Named object pointing entries
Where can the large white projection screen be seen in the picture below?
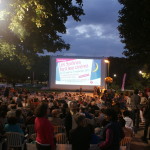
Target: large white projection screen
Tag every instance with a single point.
(72, 72)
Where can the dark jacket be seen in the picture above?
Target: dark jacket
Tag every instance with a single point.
(112, 137)
(80, 138)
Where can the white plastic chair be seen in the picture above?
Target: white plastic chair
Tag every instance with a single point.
(15, 140)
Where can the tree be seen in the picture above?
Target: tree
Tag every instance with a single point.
(134, 28)
(28, 27)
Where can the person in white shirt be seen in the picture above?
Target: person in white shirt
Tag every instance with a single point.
(129, 121)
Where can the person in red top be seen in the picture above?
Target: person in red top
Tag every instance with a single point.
(43, 128)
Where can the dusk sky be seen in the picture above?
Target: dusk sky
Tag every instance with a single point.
(96, 34)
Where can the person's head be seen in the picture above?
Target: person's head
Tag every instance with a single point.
(18, 113)
(42, 110)
(30, 114)
(97, 131)
(110, 114)
(136, 91)
(12, 120)
(126, 113)
(104, 122)
(79, 119)
(55, 112)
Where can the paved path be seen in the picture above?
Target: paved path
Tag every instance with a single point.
(137, 143)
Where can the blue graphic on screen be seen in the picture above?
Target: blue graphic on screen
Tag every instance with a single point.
(71, 71)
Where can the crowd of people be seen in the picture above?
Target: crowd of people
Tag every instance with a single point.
(103, 119)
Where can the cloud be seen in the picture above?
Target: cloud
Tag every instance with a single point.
(96, 35)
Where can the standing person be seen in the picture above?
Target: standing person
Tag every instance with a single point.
(135, 103)
(43, 128)
(146, 115)
(143, 104)
(113, 132)
(70, 122)
(80, 136)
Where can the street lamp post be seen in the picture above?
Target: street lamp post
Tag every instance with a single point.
(108, 65)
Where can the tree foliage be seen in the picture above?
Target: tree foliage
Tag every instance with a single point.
(134, 28)
(28, 27)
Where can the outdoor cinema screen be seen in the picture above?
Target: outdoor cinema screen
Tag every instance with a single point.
(72, 71)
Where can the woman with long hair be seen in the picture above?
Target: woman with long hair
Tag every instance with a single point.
(43, 128)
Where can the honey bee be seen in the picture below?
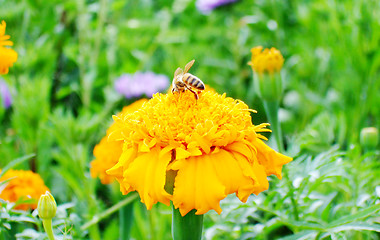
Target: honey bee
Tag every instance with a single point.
(185, 81)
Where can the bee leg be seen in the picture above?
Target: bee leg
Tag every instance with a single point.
(195, 94)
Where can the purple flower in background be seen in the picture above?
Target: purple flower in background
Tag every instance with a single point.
(206, 6)
(5, 94)
(140, 83)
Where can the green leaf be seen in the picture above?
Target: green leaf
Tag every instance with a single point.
(308, 234)
(356, 216)
(16, 162)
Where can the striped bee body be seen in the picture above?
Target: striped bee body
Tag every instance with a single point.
(193, 81)
(185, 81)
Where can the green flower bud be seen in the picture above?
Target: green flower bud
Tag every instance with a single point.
(369, 137)
(47, 207)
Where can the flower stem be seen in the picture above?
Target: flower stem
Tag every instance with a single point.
(125, 221)
(188, 227)
(271, 108)
(48, 228)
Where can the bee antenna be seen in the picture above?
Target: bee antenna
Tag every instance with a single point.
(177, 72)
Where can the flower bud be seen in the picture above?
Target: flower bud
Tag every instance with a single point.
(369, 137)
(47, 207)
(266, 65)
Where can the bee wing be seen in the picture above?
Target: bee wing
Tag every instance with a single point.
(178, 72)
(189, 65)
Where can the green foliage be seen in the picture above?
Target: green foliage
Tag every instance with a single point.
(71, 52)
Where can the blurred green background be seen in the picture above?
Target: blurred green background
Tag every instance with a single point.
(71, 53)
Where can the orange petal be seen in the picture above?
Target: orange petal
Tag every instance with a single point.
(251, 169)
(270, 159)
(197, 185)
(147, 175)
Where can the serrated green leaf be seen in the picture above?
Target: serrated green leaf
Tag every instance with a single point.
(16, 162)
(356, 216)
(309, 234)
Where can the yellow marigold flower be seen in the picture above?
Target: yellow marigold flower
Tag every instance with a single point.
(7, 56)
(22, 185)
(107, 153)
(269, 60)
(211, 143)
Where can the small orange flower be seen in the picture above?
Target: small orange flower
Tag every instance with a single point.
(7, 56)
(210, 143)
(107, 153)
(23, 185)
(269, 60)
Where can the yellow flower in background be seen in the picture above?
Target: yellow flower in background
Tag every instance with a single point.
(23, 185)
(210, 143)
(7, 55)
(107, 153)
(269, 60)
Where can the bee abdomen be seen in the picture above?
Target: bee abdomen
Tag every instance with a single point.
(194, 82)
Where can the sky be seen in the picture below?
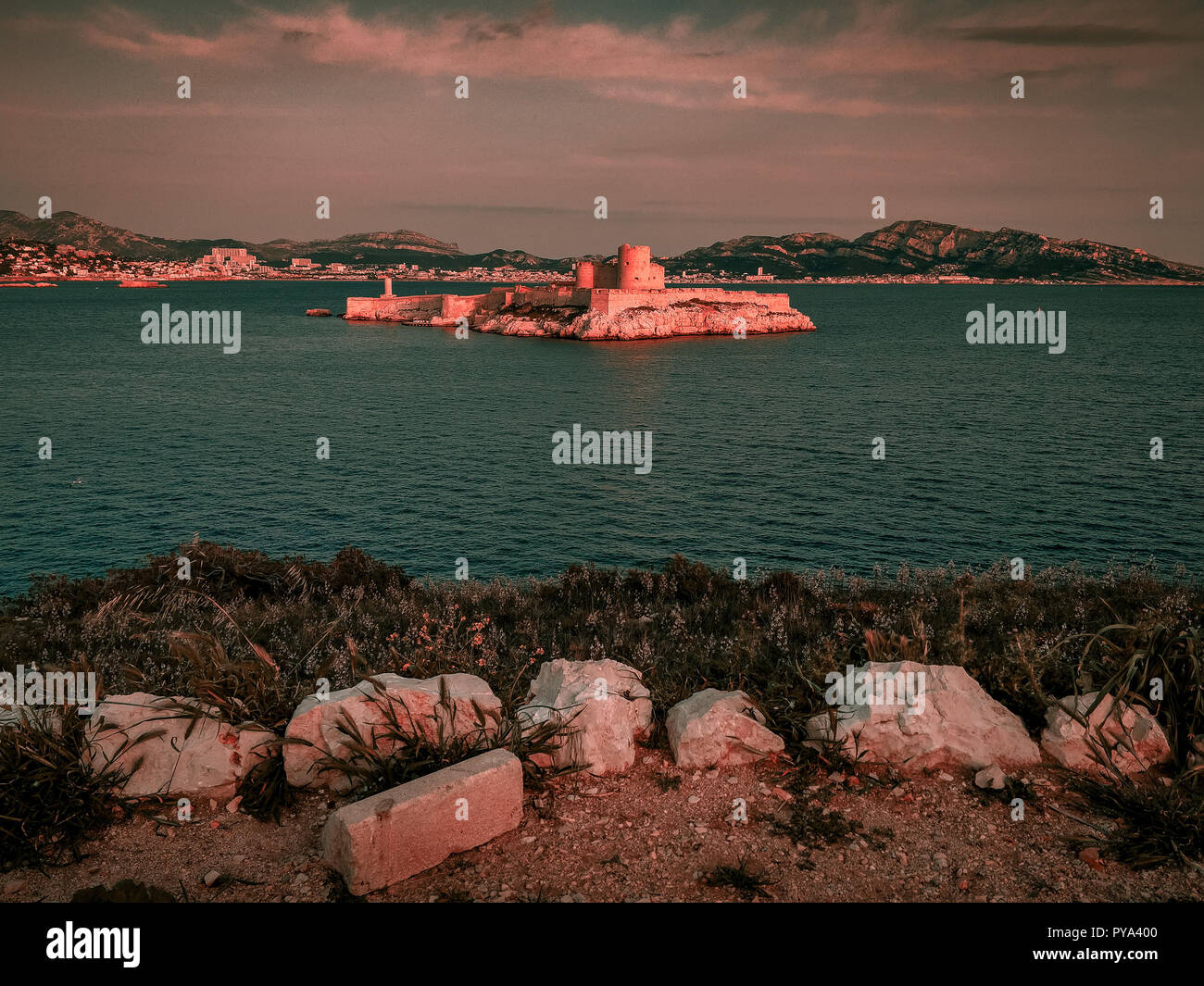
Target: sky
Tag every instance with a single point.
(633, 101)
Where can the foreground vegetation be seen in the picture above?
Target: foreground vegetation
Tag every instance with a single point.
(252, 636)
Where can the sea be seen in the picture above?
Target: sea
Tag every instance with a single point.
(882, 440)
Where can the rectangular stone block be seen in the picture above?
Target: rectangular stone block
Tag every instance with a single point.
(392, 836)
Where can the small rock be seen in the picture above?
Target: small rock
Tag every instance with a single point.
(991, 777)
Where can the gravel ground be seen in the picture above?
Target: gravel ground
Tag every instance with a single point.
(663, 834)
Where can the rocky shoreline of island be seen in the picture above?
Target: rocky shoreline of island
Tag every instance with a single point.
(690, 318)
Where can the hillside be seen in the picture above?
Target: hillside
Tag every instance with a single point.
(908, 247)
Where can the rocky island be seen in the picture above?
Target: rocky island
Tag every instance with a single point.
(621, 299)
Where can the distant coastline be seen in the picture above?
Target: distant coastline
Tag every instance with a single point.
(918, 251)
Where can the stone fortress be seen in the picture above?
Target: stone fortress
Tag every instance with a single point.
(600, 291)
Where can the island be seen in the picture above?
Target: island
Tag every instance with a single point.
(619, 299)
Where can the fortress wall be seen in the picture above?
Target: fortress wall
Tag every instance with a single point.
(609, 301)
(453, 306)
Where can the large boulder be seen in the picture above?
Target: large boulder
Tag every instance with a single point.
(602, 708)
(172, 745)
(380, 710)
(1124, 733)
(719, 729)
(396, 833)
(919, 717)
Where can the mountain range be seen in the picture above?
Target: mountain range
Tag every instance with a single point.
(907, 247)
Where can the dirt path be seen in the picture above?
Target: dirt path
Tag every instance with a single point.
(655, 836)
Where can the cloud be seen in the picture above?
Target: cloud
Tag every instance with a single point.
(882, 58)
(1076, 35)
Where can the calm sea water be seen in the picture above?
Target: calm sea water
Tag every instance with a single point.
(761, 449)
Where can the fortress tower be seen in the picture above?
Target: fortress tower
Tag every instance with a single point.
(637, 271)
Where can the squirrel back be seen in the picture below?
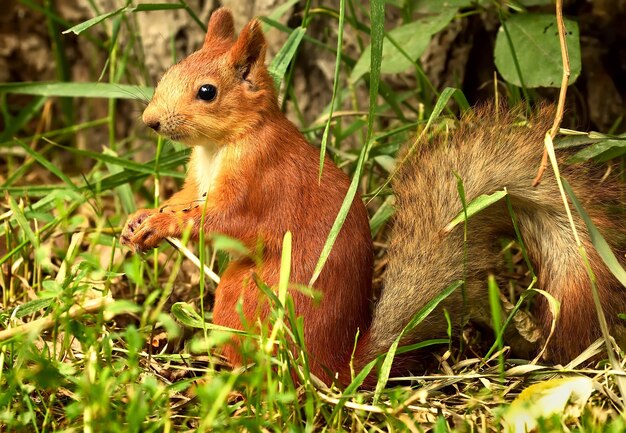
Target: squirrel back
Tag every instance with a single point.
(490, 151)
(253, 176)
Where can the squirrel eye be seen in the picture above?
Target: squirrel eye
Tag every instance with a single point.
(207, 92)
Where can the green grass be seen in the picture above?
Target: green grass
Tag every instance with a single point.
(96, 339)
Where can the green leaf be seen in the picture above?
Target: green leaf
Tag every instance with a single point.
(597, 149)
(47, 164)
(79, 28)
(279, 65)
(342, 15)
(23, 222)
(385, 369)
(31, 307)
(377, 17)
(410, 42)
(534, 41)
(478, 204)
(84, 90)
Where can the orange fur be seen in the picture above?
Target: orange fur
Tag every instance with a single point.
(255, 177)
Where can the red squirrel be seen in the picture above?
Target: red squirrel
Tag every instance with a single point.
(255, 177)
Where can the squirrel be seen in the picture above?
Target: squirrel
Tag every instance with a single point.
(253, 176)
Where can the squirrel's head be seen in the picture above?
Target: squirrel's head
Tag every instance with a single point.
(218, 93)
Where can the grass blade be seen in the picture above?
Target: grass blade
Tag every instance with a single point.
(377, 16)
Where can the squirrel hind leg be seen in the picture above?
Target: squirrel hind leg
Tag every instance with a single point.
(562, 272)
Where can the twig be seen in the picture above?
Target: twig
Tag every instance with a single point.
(48, 322)
(558, 117)
(176, 243)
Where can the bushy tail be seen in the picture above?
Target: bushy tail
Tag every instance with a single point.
(490, 151)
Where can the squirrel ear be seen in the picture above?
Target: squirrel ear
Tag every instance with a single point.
(249, 49)
(221, 26)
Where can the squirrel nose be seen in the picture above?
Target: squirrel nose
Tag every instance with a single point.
(154, 124)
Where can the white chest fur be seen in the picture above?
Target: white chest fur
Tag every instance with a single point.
(207, 163)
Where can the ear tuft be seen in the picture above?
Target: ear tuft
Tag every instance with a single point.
(221, 26)
(249, 48)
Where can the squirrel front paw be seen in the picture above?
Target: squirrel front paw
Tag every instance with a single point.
(142, 232)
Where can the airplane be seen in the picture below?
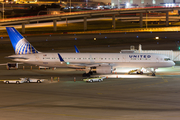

● Direction
Write out again every line from the line with "Where can the squirrel nose" up to and including the last line of the rows, requests included. Shift each point coordinate in the answers by adding 149 to it, and leave the pictures out.

● Result of the task
Where can the squirrel nose be seen in the picture above?
Target: squirrel nose
Tag every instance with a single point.
(303, 273)
Where can the white chest fur be seen in the picture above?
Target: white chest fur
Tag every instance with a single point.
(356, 312)
Where can the ear tuft be seen in the picture above?
Target: ear tuft
Tag every instance with a single point.
(370, 175)
(398, 197)
Where can the squirrel front paw be seen in the picture above?
Target: squirrel front paw
Tag every instance with a single point.
(291, 381)
Where can the airplane be seen in the picture below?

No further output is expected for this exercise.